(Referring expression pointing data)
------------
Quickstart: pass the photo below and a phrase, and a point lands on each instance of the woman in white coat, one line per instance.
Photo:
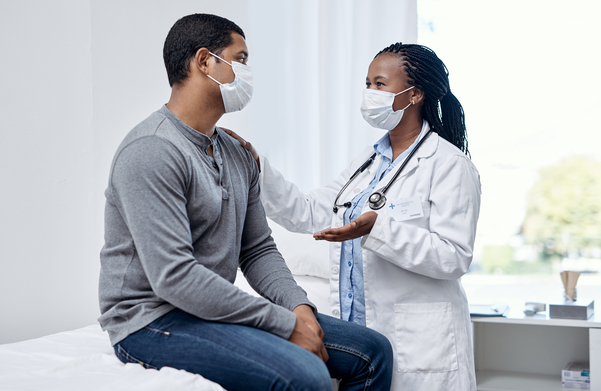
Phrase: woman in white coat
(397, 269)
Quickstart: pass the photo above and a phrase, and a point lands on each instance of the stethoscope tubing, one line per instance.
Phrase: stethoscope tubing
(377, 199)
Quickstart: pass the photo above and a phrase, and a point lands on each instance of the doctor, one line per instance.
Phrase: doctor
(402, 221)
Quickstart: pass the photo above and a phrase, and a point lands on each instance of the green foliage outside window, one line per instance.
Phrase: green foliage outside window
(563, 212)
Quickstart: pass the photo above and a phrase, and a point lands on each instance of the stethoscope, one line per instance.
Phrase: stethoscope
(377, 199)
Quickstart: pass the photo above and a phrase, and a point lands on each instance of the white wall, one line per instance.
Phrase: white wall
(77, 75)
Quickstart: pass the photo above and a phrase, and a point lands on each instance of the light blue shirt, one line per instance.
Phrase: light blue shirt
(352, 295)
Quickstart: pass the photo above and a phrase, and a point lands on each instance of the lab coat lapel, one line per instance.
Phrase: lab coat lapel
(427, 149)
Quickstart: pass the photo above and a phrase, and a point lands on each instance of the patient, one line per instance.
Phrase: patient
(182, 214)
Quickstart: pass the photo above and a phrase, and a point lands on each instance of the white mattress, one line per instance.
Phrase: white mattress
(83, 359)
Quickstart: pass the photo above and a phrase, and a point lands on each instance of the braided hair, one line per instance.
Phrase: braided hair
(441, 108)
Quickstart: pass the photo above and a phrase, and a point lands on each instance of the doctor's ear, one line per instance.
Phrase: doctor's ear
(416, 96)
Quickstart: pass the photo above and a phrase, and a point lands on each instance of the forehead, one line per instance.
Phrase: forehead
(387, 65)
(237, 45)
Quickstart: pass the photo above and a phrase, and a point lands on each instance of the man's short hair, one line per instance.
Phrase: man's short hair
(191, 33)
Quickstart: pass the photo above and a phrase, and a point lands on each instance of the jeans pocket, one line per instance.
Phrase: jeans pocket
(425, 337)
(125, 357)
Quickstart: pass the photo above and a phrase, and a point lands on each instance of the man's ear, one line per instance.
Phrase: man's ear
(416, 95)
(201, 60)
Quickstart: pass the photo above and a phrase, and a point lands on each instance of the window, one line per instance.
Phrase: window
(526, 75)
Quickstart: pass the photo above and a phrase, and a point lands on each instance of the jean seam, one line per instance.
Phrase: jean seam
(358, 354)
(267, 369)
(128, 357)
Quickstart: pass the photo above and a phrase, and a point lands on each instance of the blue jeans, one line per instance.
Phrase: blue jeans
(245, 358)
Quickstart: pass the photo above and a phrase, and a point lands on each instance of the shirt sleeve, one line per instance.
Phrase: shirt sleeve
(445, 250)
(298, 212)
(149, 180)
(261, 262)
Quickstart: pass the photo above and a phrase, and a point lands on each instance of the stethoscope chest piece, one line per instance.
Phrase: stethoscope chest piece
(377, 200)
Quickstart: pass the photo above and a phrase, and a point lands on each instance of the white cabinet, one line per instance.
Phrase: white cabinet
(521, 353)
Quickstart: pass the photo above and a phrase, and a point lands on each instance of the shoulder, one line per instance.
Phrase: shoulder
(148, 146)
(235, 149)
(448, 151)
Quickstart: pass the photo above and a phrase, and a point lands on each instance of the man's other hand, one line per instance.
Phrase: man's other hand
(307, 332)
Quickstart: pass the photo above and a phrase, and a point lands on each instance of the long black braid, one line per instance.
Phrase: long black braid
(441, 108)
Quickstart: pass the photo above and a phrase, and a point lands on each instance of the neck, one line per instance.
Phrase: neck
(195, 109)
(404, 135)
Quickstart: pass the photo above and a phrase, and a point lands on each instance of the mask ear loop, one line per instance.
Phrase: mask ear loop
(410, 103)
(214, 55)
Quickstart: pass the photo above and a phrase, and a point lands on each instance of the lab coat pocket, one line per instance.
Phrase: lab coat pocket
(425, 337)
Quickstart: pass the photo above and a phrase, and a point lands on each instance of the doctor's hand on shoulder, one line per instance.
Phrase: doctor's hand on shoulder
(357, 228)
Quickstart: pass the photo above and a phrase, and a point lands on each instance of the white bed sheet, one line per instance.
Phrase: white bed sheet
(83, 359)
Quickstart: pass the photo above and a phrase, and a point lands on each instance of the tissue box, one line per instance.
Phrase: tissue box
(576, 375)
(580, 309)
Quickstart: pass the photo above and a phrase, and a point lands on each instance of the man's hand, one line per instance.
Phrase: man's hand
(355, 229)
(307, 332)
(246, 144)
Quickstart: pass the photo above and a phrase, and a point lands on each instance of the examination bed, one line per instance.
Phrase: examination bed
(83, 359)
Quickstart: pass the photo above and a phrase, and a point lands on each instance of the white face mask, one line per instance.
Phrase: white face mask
------------
Find the word "face" in the data and copy out each line where it turns up.

Quickstart: pass the photo above and a phrase, and a point lands on each instance of the white face mask, one line per instance.
Phrase: white face mask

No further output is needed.